WHAT IS EXPECTED :: Copy each line below in which the string "white" appears.

-------

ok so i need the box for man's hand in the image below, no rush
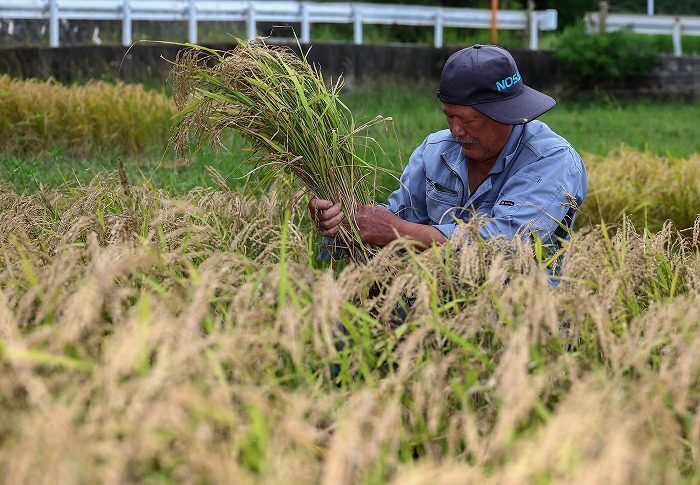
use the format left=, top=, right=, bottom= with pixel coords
left=354, top=204, right=404, bottom=246
left=309, top=199, right=448, bottom=250
left=308, top=198, right=344, bottom=237
left=355, top=205, right=448, bottom=249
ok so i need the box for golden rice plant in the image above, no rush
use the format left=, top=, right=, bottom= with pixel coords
left=169, top=39, right=387, bottom=262
left=580, top=147, right=700, bottom=231
left=0, top=75, right=174, bottom=156
left=0, top=176, right=698, bottom=482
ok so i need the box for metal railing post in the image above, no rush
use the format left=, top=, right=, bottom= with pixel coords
left=490, top=0, right=498, bottom=44
left=301, top=2, right=310, bottom=43
left=247, top=1, right=256, bottom=40
left=353, top=8, right=362, bottom=45
left=598, top=1, right=608, bottom=34
left=647, top=0, right=654, bottom=16
left=528, top=6, right=538, bottom=50
left=49, top=0, right=59, bottom=47
left=188, top=0, right=197, bottom=44
left=434, top=11, right=443, bottom=48
left=122, top=0, right=132, bottom=46
left=672, top=18, right=682, bottom=56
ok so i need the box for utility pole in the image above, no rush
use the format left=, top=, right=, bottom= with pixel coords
left=491, top=0, right=498, bottom=44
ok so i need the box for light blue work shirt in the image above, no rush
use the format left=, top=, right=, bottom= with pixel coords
left=383, top=120, right=588, bottom=253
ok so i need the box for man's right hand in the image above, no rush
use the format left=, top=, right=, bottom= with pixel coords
left=308, top=198, right=345, bottom=237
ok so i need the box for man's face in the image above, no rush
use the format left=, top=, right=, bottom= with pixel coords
left=442, top=103, right=513, bottom=164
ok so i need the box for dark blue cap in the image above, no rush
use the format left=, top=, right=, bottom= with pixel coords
left=437, top=44, right=555, bottom=125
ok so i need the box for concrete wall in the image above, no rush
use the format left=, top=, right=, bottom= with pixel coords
left=648, top=54, right=700, bottom=97
left=0, top=42, right=557, bottom=89
left=0, top=42, right=698, bottom=96
left=0, top=44, right=182, bottom=84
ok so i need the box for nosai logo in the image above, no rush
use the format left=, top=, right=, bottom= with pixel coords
left=495, top=72, right=521, bottom=92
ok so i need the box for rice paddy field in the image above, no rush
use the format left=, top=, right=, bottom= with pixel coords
left=1, top=60, right=699, bottom=483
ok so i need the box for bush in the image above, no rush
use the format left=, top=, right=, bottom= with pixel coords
left=554, top=24, right=659, bottom=88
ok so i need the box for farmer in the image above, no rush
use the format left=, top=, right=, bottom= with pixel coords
left=309, top=44, right=588, bottom=276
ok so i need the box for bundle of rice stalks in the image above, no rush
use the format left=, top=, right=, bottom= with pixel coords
left=170, top=39, right=386, bottom=262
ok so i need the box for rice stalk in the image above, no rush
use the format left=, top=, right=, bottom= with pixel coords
left=169, top=39, right=387, bottom=262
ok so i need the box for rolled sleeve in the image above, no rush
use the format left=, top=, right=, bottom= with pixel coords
left=384, top=137, right=430, bottom=224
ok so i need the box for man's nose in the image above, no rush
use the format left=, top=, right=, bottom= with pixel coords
left=450, top=121, right=465, bottom=137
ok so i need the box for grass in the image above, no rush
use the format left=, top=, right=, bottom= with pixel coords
left=4, top=79, right=700, bottom=164
left=0, top=141, right=249, bottom=194
left=635, top=32, right=700, bottom=56
left=344, top=83, right=700, bottom=159
left=0, top=175, right=698, bottom=482
left=540, top=97, right=700, bottom=157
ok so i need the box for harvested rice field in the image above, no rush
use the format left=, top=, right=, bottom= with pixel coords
left=1, top=45, right=699, bottom=482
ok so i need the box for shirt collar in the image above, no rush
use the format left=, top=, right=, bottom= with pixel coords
left=488, top=124, right=525, bottom=175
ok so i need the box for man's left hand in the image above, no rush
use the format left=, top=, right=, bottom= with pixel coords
left=354, top=205, right=404, bottom=246
left=355, top=204, right=448, bottom=249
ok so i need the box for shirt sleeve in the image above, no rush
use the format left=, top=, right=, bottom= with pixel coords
left=477, top=145, right=587, bottom=243
left=430, top=222, right=459, bottom=239
left=382, top=136, right=431, bottom=224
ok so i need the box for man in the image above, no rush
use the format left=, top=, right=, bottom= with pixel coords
left=309, top=44, right=588, bottom=276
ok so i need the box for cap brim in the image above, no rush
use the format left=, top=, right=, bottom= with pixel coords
left=471, top=85, right=556, bottom=125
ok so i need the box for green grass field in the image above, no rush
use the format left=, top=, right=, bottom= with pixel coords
left=3, top=82, right=700, bottom=195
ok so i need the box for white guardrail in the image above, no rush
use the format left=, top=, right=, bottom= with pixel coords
left=585, top=12, right=700, bottom=56
left=0, top=0, right=557, bottom=49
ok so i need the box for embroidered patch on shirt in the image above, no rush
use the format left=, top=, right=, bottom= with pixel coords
left=499, top=200, right=515, bottom=207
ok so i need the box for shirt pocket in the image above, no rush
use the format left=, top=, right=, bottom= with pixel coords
left=426, top=177, right=461, bottom=224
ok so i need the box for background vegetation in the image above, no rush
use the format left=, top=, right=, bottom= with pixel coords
left=0, top=75, right=173, bottom=158
left=554, top=25, right=660, bottom=88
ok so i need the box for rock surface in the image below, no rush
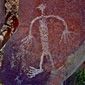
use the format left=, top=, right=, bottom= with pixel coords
left=1, top=0, right=85, bottom=85
left=0, top=0, right=5, bottom=28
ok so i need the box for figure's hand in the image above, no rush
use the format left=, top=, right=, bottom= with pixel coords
left=59, top=29, right=77, bottom=44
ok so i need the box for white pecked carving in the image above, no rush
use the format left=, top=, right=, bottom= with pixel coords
left=14, top=3, right=76, bottom=78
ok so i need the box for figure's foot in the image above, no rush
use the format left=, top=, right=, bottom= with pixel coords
left=27, top=66, right=43, bottom=78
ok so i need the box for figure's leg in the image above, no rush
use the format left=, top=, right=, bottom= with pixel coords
left=39, top=52, right=45, bottom=70
left=48, top=52, right=55, bottom=69
left=27, top=52, right=44, bottom=78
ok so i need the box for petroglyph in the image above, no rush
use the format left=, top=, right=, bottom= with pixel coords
left=14, top=3, right=76, bottom=78
left=59, top=29, right=76, bottom=44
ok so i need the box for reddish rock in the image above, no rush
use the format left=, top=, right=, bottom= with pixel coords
left=1, top=0, right=85, bottom=85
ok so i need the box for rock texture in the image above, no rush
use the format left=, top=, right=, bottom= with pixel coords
left=0, top=0, right=85, bottom=85
left=0, top=0, right=5, bottom=28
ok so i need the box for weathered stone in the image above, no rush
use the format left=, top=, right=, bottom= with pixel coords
left=0, top=0, right=5, bottom=28
left=1, top=0, right=85, bottom=85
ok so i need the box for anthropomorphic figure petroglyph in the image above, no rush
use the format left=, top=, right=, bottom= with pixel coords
left=19, top=4, right=76, bottom=78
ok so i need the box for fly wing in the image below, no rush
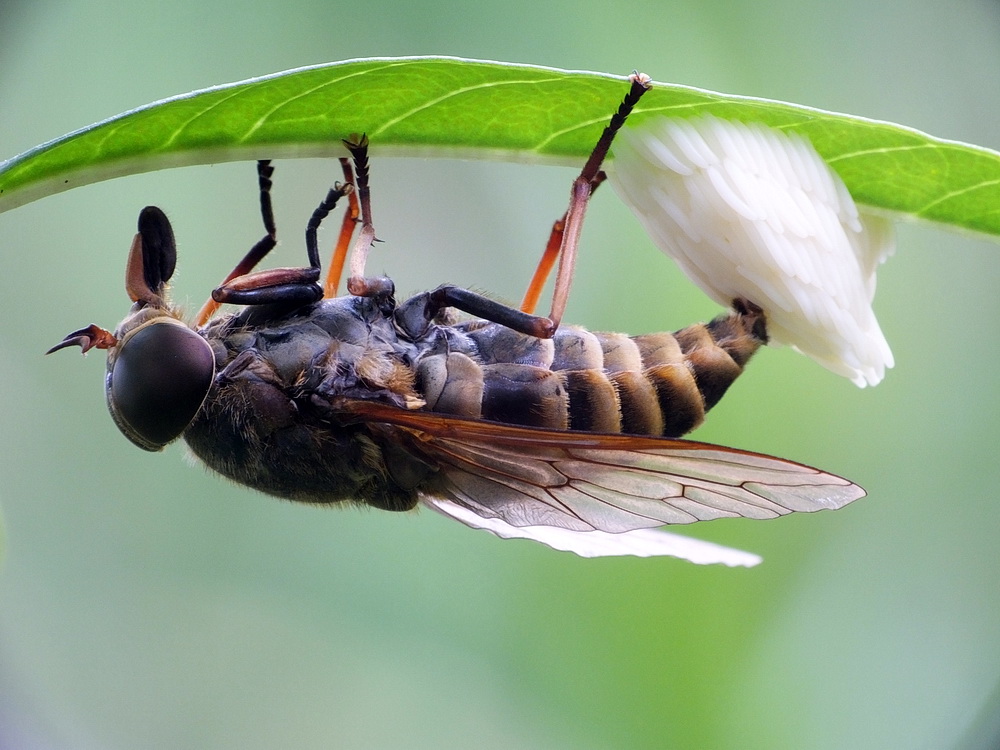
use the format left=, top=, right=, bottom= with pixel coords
left=422, top=496, right=764, bottom=566
left=343, top=400, right=866, bottom=560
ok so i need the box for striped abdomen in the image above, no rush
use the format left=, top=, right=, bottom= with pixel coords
left=415, top=301, right=766, bottom=438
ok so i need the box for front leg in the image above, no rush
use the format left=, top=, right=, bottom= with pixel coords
left=210, top=266, right=323, bottom=307
left=199, top=163, right=354, bottom=317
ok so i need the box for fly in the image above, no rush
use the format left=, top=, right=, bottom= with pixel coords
left=48, top=73, right=865, bottom=562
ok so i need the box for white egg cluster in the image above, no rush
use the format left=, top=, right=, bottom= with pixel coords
left=609, top=115, right=895, bottom=387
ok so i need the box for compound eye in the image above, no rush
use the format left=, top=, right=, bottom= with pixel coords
left=107, top=319, right=216, bottom=451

-------

TASK RESULT ::
ok so i need the box for white guardrail in the image above, no rush
ok so i need the box for white pecked carving in the image above, no rush
ok so i need the box for white egg cluster in the image above, no rush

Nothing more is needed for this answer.